= DESCRIPTION OF THE TASK =
Could you revise the records below so that every "pointer" becomes "marker", with everything else left as it is?

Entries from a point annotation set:
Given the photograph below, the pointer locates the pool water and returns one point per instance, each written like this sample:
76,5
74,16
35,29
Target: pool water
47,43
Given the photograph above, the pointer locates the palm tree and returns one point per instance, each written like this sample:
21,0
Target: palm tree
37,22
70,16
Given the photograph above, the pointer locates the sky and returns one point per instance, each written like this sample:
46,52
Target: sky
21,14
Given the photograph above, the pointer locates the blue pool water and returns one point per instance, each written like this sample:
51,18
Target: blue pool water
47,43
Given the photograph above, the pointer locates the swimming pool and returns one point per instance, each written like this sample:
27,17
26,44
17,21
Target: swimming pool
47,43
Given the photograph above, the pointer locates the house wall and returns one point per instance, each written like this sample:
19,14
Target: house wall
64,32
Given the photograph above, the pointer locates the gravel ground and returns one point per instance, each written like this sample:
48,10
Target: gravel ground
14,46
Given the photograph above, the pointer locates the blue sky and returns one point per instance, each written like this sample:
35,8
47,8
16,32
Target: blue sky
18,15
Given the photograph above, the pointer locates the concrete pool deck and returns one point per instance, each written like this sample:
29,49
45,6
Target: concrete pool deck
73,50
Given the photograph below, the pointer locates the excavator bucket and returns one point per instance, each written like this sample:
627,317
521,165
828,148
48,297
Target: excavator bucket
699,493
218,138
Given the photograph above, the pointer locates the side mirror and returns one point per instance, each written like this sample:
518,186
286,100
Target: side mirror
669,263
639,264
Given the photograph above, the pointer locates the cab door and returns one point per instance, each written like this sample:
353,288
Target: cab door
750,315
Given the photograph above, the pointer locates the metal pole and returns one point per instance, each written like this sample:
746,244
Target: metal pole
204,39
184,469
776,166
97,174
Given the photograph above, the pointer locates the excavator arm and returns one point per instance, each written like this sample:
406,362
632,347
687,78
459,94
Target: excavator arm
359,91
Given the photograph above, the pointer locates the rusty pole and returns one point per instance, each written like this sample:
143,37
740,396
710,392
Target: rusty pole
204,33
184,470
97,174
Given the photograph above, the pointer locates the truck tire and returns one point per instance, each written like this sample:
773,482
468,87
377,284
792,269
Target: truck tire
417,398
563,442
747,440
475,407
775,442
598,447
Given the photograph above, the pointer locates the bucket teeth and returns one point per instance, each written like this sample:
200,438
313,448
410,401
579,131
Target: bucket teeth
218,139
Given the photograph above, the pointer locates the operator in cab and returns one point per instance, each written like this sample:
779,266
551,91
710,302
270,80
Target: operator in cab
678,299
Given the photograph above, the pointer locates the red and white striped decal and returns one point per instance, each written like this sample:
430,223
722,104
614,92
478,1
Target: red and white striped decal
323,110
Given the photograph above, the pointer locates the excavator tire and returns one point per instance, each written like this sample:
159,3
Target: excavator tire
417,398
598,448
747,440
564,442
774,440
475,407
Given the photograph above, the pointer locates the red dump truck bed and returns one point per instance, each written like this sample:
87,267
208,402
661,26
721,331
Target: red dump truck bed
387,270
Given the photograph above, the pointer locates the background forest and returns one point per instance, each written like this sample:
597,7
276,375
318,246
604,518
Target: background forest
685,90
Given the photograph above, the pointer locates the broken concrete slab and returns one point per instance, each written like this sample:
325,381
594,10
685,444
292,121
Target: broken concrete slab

= WORKED ANSWER =
Given the photograph below, the marker locates the pool water and returns one point per instance, each written like this sample:
76,5
74,16
35,29
Target: pool water
47,43
Given the photograph above, the marker locates the palm tree and returns one point per instance, each written like this sample:
21,0
Target: palm tree
37,22
70,16
Given the photograph above, the marker locates the sky and returns one point per instance, each written like this sample:
46,52
Target: sky
21,14
Given the photograph above, the marker locates the blue pool water and returns one point per instance, each written like this sample:
51,18
Target: blue pool water
47,43
Given the photograph above, the marker locates the swimming pool and returns one point per instance, each written like this sample:
27,17
26,44
17,21
Target: swimming pool
47,43
Given the photograph above, the marker locates the house wall and returns one point per instance, each written like this sample:
19,14
Target: house wall
64,32
Given the photograph above, the marker locates the gravel ground and returns one point per instance, each written like this sample:
48,10
Target: gravel ground
14,46
Given the photograph above, the marker locates the blue sky and returns one point per instance, each written like this sample:
35,8
47,8
16,32
Target: blue sky
18,15
Given the photograph above, the marker locates the concrete pool deck and returns one point per instance, each written like this sample:
29,49
45,6
Target: concrete pool deck
73,50
Given the photograph below, the marker locates the excavator bucket and returns one point per instance, each written like this sample:
627,317
521,165
828,148
48,297
Target: excavator bucket
699,493
218,138
Given the photograph above, the marker locates the side mirror and returns one point per instance, each written like this sample:
518,186
286,100
Target: side mirror
669,263
639,264
Given the photograph above, the marker locates the cab door and returns one point per instance, each written like this sample:
353,288
Target: cab door
750,315
Given the photograph above, the marker locates the metal pole and returns one point per instance, each written like this sample:
746,244
Target: metal pole
204,39
184,469
776,166
97,174
Given the photograph above, the marker locates the excavator arm and returns one point per instance, each written like this sample:
406,362
632,347
687,78
459,94
Target: excavator arm
359,91
Given the photograph above, the marker locates the rusty pole and returns one point per instance, each written like this sample:
143,37
740,396
710,392
Target: rusty pole
204,33
184,470
97,174
Given the photograph above, the marker locates the truck tire and returns one point per instance, each written like this sample:
773,482
468,87
377,284
792,269
Target: truck tire
417,398
563,442
747,440
475,407
775,442
598,447
Given the photograph above, the marker locates the bucket teeth and returns one point per instance, each written like this sample:
200,438
313,448
410,401
579,131
Target: bucket teeth
218,139
Given the photograph above, the marker locates the operator in cab and returns one point per instance, each written like this sample:
779,266
551,91
710,302
270,80
Target: operator in cab
678,299
Given the photograph above, the marker locates the red and white striped decal and returns one point per instance, each written like this sample:
430,223
722,104
614,92
478,1
Target: red and white striped decal
323,110
Given the photograph above, the marker locates the excavator tire and returns one point per instance, each written like this sample:
159,3
Target: excavator tire
417,398
598,448
747,440
564,442
774,440
475,407
Given the photograph above, the marker locates the red dump truck bed and returns one point per instance, each written like this sample:
87,267
208,402
661,26
721,331
Target: red dump truck bed
387,270
Given the photograph above, the marker locates the background forest and returns one point per instance, each written like this sample:
597,7
276,375
318,246
604,518
Target: background forest
685,90
Given the photograph above, the marker locates the broken concrete slab and returns one point per instance, each written like this sample:
325,381
594,10
685,444
292,121
Target: broken concrete slab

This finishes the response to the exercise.